── EXTRACT PROVIDED

My Story of Hurricane Helene
Story
This story was submitted on February 5, 2025 by Athena Ackerman
- Title
- My Story of Hurricane Helene
- Description
- This is the first-hand account I wrote not long after the flood. Originally it was for the Appalachian voices class I was taking at the time, but now it serves as a personal record of my experience during Hurricane Helene.
- Place
- 171 Leola St, Boone, NC 28607
- Date Created
- 2025-02-05
- Extracted Text
-
My story of Hurricane Helene
From the third floor of Ceder Creek
I live in the apartments next to Walmart, the brown building with the porches and the garden. I've lived not far from Boone for a good portion of my life. The Boone Walmart is the closest Walmart to my family's house. I've wanted to live in that apartment building since I was a kid. I've wanted to go to Appalachian State since I was a kid. To make that happen I had to get my associate's degree at a community college first and then transfer to Appalachian State to finish my bachelor's degree. I remember the way it felt to sit on my porch and watch the garden in the morning, it was the perfect way to watch the sunrise.

────
── INFORMATION SHOWN

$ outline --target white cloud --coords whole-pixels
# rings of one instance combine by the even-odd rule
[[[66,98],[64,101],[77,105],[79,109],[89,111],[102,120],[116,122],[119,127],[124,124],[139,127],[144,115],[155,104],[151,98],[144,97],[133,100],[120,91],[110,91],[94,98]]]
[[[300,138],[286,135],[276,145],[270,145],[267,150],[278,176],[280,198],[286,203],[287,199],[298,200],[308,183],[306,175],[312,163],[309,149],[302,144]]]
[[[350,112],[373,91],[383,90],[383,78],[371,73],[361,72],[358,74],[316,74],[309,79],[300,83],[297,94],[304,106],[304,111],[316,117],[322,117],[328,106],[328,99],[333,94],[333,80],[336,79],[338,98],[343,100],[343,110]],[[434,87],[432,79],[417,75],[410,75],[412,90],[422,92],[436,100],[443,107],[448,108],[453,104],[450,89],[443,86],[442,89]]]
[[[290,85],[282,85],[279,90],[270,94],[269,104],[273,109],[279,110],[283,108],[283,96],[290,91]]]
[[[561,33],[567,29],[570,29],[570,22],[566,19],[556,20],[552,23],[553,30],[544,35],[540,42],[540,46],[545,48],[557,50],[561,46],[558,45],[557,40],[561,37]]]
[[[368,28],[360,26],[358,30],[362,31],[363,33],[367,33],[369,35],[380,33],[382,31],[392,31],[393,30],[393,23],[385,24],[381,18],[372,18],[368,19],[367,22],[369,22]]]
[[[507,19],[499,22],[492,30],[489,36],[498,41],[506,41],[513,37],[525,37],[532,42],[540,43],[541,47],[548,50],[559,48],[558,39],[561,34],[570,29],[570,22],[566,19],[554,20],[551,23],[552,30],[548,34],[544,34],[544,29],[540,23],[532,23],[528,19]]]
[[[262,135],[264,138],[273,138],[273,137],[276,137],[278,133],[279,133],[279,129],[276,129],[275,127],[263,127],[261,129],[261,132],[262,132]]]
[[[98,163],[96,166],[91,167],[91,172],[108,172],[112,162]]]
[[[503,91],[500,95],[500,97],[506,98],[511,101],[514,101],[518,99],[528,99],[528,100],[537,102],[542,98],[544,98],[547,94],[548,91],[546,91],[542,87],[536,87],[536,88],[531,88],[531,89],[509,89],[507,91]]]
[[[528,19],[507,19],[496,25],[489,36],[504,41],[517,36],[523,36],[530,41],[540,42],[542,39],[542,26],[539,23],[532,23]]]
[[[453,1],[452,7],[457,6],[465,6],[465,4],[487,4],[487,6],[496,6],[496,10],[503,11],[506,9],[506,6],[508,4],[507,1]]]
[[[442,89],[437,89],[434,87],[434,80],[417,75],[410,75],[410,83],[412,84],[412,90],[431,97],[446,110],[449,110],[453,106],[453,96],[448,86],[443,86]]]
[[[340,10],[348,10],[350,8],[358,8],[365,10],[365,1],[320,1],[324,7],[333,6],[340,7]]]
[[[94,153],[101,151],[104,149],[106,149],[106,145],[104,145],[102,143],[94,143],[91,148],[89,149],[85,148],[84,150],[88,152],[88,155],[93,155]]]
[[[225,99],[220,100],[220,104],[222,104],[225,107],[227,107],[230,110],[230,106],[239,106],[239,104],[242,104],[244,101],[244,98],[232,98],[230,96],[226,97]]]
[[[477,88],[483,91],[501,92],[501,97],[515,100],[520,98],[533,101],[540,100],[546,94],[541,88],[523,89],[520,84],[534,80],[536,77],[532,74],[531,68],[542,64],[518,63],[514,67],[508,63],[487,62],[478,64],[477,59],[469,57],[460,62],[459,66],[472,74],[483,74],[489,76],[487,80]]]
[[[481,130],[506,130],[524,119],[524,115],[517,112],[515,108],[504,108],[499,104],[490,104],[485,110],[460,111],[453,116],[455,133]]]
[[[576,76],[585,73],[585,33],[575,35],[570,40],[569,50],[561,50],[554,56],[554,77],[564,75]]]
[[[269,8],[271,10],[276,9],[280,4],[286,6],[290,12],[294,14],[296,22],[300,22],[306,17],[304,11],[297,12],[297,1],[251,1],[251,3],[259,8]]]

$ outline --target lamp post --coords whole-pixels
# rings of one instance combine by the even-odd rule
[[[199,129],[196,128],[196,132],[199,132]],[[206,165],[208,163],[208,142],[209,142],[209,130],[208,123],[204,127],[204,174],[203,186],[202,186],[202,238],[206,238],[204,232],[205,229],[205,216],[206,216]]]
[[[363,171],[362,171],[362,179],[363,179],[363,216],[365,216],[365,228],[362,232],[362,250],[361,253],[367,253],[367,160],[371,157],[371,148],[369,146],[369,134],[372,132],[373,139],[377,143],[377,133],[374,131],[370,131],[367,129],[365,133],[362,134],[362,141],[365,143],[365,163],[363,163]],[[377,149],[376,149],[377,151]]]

────

» **DIRECTIONS**:
**1.** Answer these questions about the Hurricane Helene story:
(a) On what date was the story submitted?
(b) For what class was the account originally written?
(c) Where did the writer earn an associate's degree before transferring to Appalachian State?
**2.** Continue the Hurricane Helene story from the point where it stops.
The items are separate material and unrelated to the Hurricane Helene story.

» **REPLIES**:
**1.**
(a) February 5, 2025
(b) The Appalachian voices class
(c) At a community college

**2.**
The morning of the flood I woke up at four in the morning with a sick feeling. I opened my phone to the news that New Port Richey Florida had been hit worse than anticipated. My boyfriend and his family live in New Port Richey Florida. I texted his mom, and I prayed, but I couldn't go back to sleep. The feeling that something was wrong just kept getting louder. At five am the power went out. We expected that we live in an old building and my roommate and I were both used to life without power. I had candles and battery packs, we were prepared, and we thought it was okay. Around six am my roommate and her boyfriend woke up and we sat in the dark living room together. Then the sun started to come up, but dimly, there wasn't any sun, just light behind a massive storm cloud. I looked out and saw that the garden had started to flood. It was more water than we expected. I immediately panicked about my car and we ran outside to check on it. I stood at the end of the porch on the third floor of the Ceder Creek apartment buildings and I saw my Gray Rav Four already halfway swallowed by the water. It was too late, there was nothing I could have done, but I sometimes still dream I'm inside that car as the water beats against the windows.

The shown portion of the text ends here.